## [WHAT IS ASKED]
Render each line of the records below as a numbered list, omitting the blank lines.

## [Contour annotation records]
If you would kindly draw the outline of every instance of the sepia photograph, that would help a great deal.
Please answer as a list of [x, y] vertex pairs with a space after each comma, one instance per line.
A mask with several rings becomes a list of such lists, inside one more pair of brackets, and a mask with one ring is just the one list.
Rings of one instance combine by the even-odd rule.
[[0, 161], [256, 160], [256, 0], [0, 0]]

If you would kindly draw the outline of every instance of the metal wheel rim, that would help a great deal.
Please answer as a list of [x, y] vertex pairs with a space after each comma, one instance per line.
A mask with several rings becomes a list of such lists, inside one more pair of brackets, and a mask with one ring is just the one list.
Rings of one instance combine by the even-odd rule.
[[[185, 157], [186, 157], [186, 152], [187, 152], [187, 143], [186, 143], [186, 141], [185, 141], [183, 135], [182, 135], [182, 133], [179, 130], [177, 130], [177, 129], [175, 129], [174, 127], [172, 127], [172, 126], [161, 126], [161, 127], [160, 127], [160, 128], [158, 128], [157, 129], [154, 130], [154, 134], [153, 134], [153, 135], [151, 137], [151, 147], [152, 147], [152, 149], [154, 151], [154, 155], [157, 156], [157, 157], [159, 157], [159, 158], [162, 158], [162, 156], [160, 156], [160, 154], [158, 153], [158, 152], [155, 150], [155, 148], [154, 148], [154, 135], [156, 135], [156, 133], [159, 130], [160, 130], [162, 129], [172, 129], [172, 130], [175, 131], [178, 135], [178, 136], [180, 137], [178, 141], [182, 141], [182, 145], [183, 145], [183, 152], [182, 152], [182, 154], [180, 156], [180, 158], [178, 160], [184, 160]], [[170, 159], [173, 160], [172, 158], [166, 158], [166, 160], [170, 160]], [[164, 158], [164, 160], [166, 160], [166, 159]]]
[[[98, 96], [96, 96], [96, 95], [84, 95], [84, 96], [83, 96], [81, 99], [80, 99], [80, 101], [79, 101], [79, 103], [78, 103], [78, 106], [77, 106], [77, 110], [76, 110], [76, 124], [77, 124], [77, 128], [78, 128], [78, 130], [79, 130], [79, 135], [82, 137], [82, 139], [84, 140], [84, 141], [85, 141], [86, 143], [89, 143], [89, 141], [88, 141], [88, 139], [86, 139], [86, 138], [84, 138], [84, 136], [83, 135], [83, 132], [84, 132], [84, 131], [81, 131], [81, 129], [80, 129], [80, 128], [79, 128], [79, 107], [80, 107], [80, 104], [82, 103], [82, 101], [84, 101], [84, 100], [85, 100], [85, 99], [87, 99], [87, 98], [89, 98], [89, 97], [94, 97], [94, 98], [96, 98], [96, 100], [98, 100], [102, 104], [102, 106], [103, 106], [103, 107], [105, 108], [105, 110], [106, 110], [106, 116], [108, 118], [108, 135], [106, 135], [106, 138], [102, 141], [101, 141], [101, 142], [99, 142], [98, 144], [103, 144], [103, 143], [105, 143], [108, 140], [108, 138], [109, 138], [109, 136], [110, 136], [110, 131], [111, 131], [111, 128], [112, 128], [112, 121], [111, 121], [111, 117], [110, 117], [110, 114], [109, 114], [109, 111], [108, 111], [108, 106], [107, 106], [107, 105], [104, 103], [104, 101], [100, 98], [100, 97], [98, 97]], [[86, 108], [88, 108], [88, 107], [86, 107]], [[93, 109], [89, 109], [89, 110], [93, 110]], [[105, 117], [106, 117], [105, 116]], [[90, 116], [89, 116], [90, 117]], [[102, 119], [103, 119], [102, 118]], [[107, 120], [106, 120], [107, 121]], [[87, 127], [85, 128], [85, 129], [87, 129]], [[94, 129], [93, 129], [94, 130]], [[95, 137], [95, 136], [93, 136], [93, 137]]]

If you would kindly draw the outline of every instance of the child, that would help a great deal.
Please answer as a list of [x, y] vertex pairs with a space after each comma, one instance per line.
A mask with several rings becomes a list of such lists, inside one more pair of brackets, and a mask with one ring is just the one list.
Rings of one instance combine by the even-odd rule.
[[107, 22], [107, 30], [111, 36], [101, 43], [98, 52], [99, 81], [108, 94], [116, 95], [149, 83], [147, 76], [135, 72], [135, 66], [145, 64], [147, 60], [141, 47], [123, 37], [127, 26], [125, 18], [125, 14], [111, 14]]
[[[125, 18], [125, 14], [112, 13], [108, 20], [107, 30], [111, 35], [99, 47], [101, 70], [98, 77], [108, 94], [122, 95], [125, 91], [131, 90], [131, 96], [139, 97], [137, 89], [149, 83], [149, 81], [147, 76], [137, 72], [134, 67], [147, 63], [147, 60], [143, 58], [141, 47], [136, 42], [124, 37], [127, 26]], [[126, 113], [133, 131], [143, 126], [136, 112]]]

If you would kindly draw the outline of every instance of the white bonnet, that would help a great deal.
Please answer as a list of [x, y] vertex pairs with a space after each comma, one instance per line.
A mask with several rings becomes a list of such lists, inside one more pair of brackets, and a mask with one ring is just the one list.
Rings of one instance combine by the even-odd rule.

## [REPLY TO THE TASK]
1. If you would kindly draw the outline of every instance of the sepia photograph, that would help a great deal.
2. Please answer as a list of [x, y] vertex pairs with a space after each comma, one instance per line.
3. A mask with several rings becomes a list of such lists, inside one more pair of brackets, and a mask with one ring is just the one list.
4. Rings of one instance combine by the even-odd rule.
5. [[0, 161], [256, 160], [256, 0], [0, 0]]
6. If you would kindly draw the outline of every instance of the metal wheel rim, that would help a great deal.
7. Please answer as a list of [x, y] vertex pairs with a space after each comma, one instance per line.
8. A mask with several rings becomes a list of such lists, inside one more pair of brackets, and a mask with one ring is just the one list.
9. Rings of one instance combine by the even-odd rule.
10. [[[185, 157], [186, 157], [186, 152], [187, 152], [187, 143], [186, 143], [186, 141], [185, 141], [183, 135], [182, 135], [182, 133], [179, 130], [177, 130], [177, 129], [175, 129], [174, 127], [172, 127], [172, 126], [161, 126], [161, 127], [160, 127], [160, 128], [158, 128], [157, 129], [154, 130], [154, 134], [153, 134], [153, 135], [151, 137], [151, 147], [152, 147], [152, 149], [154, 151], [154, 155], [157, 156], [157, 157], [159, 157], [159, 158], [162, 158], [162, 156], [160, 156], [160, 154], [158, 153], [158, 152], [155, 150], [155, 148], [154, 148], [154, 135], [156, 135], [156, 133], [159, 130], [160, 130], [162, 129], [172, 129], [172, 130], [175, 131], [178, 135], [178, 136], [180, 137], [178, 141], [182, 141], [182, 145], [183, 145], [183, 152], [182, 152], [182, 154], [180, 156], [180, 158], [178, 160], [184, 160]], [[170, 159], [173, 160], [172, 158], [166, 158], [166, 160], [170, 160]], [[164, 158], [164, 160], [166, 160], [166, 159]]]
11. [[[98, 96], [96, 96], [96, 95], [84, 95], [84, 96], [83, 96], [81, 99], [80, 99], [80, 101], [79, 101], [79, 103], [78, 103], [78, 106], [77, 106], [77, 110], [76, 110], [76, 124], [77, 124], [77, 128], [78, 128], [78, 130], [79, 130], [79, 135], [82, 137], [82, 139], [84, 140], [84, 141], [85, 141], [86, 143], [89, 143], [89, 141], [88, 141], [88, 139], [86, 139], [86, 138], [84, 138], [84, 136], [83, 135], [83, 132], [84, 132], [84, 131], [81, 131], [81, 129], [80, 129], [80, 128], [79, 128], [79, 107], [80, 107], [80, 104], [82, 103], [82, 101], [84, 101], [84, 100], [85, 100], [85, 99], [87, 99], [87, 98], [89, 98], [89, 97], [94, 97], [94, 98], [96, 98], [96, 100], [98, 100], [102, 104], [102, 106], [103, 106], [103, 107], [105, 108], [105, 110], [106, 110], [106, 116], [108, 118], [108, 135], [106, 135], [106, 138], [102, 141], [101, 141], [101, 142], [99, 142], [98, 144], [103, 144], [103, 143], [105, 143], [108, 140], [108, 138], [109, 138], [109, 136], [110, 136], [110, 131], [111, 131], [111, 128], [112, 128], [112, 121], [111, 121], [111, 117], [110, 117], [110, 114], [109, 114], [109, 111], [108, 111], [108, 106], [107, 106], [107, 105], [104, 103], [104, 101], [100, 98], [100, 97], [98, 97]], [[86, 108], [88, 108], [88, 107], [86, 107]], [[93, 109], [89, 109], [89, 110], [93, 110]], [[105, 117], [106, 117], [105, 116]], [[90, 116], [89, 116], [90, 117]], [[102, 119], [103, 119], [102, 118]], [[107, 120], [106, 120], [107, 121]], [[87, 127], [85, 128], [85, 129], [87, 129]], [[94, 129], [93, 129], [94, 130]], [[95, 137], [95, 136], [93, 136], [93, 137]]]
12. If you would kindly draw the outline of every instance of the child, that would help a great deal.
13. Please answer as a list of [x, y] vertex pairs with a space after each comma, one instance per line.
14. A mask with several rings becomes a list of such lists, inside one more pair of brackets, and a mask with one ring is just the one list.
15. Rings of one instance combine by the even-odd rule.
16. [[107, 22], [107, 30], [111, 36], [101, 43], [98, 52], [99, 81], [108, 94], [116, 95], [149, 83], [147, 76], [135, 72], [135, 66], [145, 64], [147, 60], [141, 47], [123, 37], [127, 26], [125, 18], [125, 14], [111, 14]]
17. [[[125, 18], [125, 14], [112, 13], [108, 20], [107, 30], [111, 35], [99, 47], [101, 70], [98, 77], [108, 94], [122, 95], [125, 91], [131, 90], [131, 96], [139, 97], [137, 89], [149, 83], [149, 81], [147, 76], [137, 72], [134, 67], [147, 63], [147, 60], [143, 58], [141, 47], [136, 42], [124, 37], [127, 26]], [[126, 113], [133, 131], [143, 126], [136, 112]]]
18. If you would kindly draw the outline of every instance of the white bonnet, that would help a great deal.
19. Please answer as a list of [x, y] vertex pairs with a space after each comma, one instance per line.
20. A mask with several rings becomes a list of such lists, inside one more pair of brackets, and a mask with one ring is just the one list.
21. Rings of one instance combine by the even-odd rule.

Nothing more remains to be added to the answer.